▸ **EXERCISE GOAL**
Starting at the line that contains "provide the segmentation of white" and going down to the end of the rows, write those lines out again with "stone wall" swapped for "brick wall" and nothing else changed. Leave the pictures out.

+++++

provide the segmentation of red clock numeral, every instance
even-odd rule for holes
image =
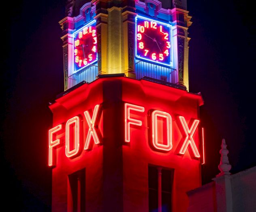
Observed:
[[[83,29],[83,34],[84,35],[86,35],[87,33],[88,33],[88,27],[85,27]]]
[[[79,67],[81,67],[81,65],[82,64],[82,62],[83,61],[83,60],[82,59],[79,59],[79,64],[78,64],[78,66],[79,66]]]
[[[89,61],[92,61],[92,54],[90,54],[88,55],[88,57],[89,57]]]
[[[144,27],[145,27],[146,28],[148,28],[149,27],[149,22],[147,21],[144,21]]]
[[[139,40],[141,40],[142,38],[142,36],[141,36],[141,33],[138,33],[137,34],[137,39]]]
[[[83,59],[83,65],[86,66],[86,65],[87,65],[87,63],[88,62],[87,62],[87,59],[85,58],[84,59]]]
[[[92,49],[92,51],[94,51],[94,52],[96,52],[96,46],[94,46]]]
[[[153,53],[151,55],[151,57],[152,58],[152,59],[154,59],[154,60],[156,60],[156,53]]]
[[[150,27],[151,28],[153,28],[153,29],[156,29],[156,22],[154,21],[150,21]]]
[[[166,41],[166,43],[167,44],[167,45],[166,46],[166,48],[170,49],[171,48],[171,43],[169,41]]]
[[[143,33],[145,31],[145,28],[143,26],[138,25],[138,32],[140,32]]]
[[[144,43],[143,43],[143,42],[140,42],[139,43],[139,48],[141,49],[144,49]]]
[[[169,36],[169,34],[168,34],[167,32],[165,32],[164,34],[165,36],[164,36],[164,39],[165,39],[165,40],[168,40],[168,36]]]
[[[147,56],[147,54],[148,52],[148,50],[147,49],[144,49],[144,51],[145,51],[145,53],[144,54],[144,56]]]
[[[96,36],[96,30],[92,30],[92,36],[94,37]]]
[[[80,43],[80,41],[79,40],[75,40],[75,47],[77,47],[79,46],[79,43]]]
[[[76,56],[75,58],[75,61],[76,63],[78,63],[79,61],[79,57],[78,56]]]

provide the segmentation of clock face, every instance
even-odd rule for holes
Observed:
[[[139,15],[135,20],[137,59],[171,67],[171,25]]]
[[[96,23],[94,20],[73,34],[73,73],[98,59]]]

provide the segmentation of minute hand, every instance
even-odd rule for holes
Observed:
[[[154,40],[154,41],[155,41],[155,40],[154,40],[154,39],[153,39],[151,37],[149,37],[148,35],[147,35],[147,34],[146,34],[145,33],[144,34],[146,36],[147,36],[147,37],[148,37],[150,39],[151,39],[153,40]]]
[[[160,52],[162,53],[162,51],[161,50],[161,49],[160,49],[160,47],[159,47],[159,45],[158,45],[158,43],[156,41],[156,38],[153,39],[153,40],[156,43],[156,44],[157,45],[157,46],[158,47],[158,48],[159,48],[159,50],[160,50]]]

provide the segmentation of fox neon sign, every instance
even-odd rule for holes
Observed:
[[[101,135],[99,135],[100,132],[97,130],[96,126],[98,124],[97,122],[97,117],[100,115],[100,105],[96,105],[93,110],[92,116],[91,117],[89,112],[87,110],[83,112],[84,118],[86,121],[88,127],[88,131],[85,133],[86,139],[84,146],[83,147],[84,150],[88,150],[91,143],[92,140],[93,140],[94,143],[96,144],[99,144],[100,143],[99,137]],[[141,121],[135,119],[131,118],[130,115],[132,113],[132,111],[143,112],[145,111],[145,108],[141,106],[139,106],[128,103],[124,104],[124,142],[131,142],[131,136],[130,129],[132,125],[142,126]],[[165,138],[166,141],[164,143],[162,141],[159,140],[158,133],[159,124],[158,123],[158,120],[160,118],[164,120],[164,123],[166,126],[164,129],[166,130],[162,133],[166,133]],[[156,150],[163,151],[169,151],[173,147],[172,144],[172,117],[167,112],[160,110],[155,110],[151,113],[151,136],[152,145]],[[68,119],[66,123],[65,127],[65,153],[66,155],[68,157],[75,157],[80,149],[80,131],[81,118],[79,116],[75,116],[71,119]],[[181,155],[184,155],[188,147],[192,149],[194,156],[196,158],[200,157],[193,136],[196,131],[199,121],[195,119],[190,127],[188,127],[184,117],[179,116],[179,119],[180,122],[182,129],[181,129],[185,137],[185,139],[179,150],[179,153]],[[53,135],[62,129],[63,127],[62,124],[59,125],[51,128],[49,131],[49,166],[54,165],[53,161],[53,153],[55,147],[60,144],[60,139],[54,140]],[[70,131],[70,128],[73,128],[73,131]],[[70,132],[73,131],[74,133],[70,135]],[[73,138],[73,149],[70,149],[70,138]],[[55,158],[54,158],[55,159]]]

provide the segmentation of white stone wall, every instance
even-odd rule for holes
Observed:
[[[231,176],[233,211],[256,212],[256,167]]]

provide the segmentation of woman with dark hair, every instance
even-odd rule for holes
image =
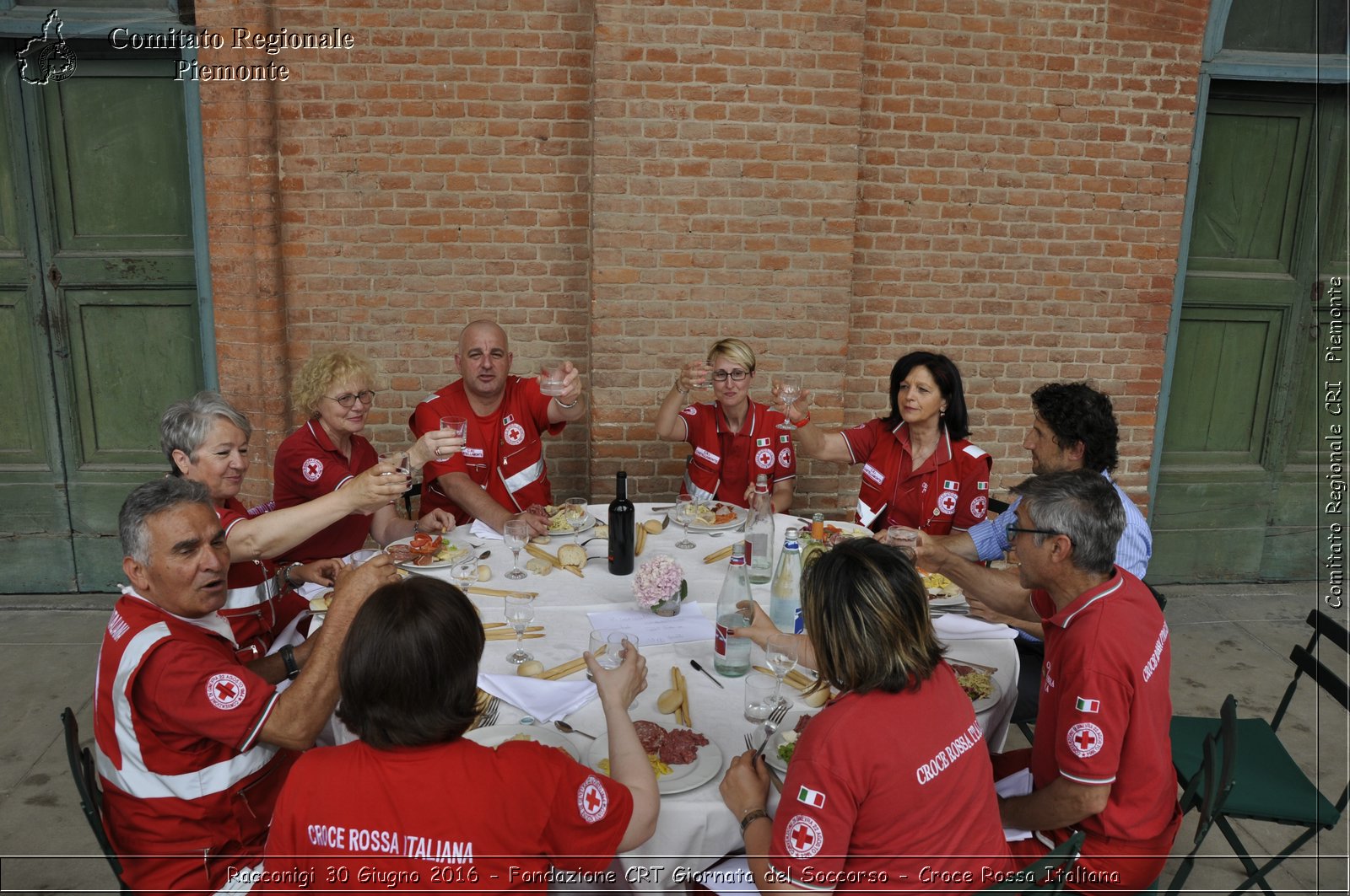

+++++

▸ **RESULT FOR THIS TASK**
provide the segmentation of white brick wall, every instance
even-odd rule for holes
Observed:
[[[231,176],[233,211],[256,212],[256,167]]]

provide the segmentation of woman with dark hair, every instance
even-odd rule for holes
image =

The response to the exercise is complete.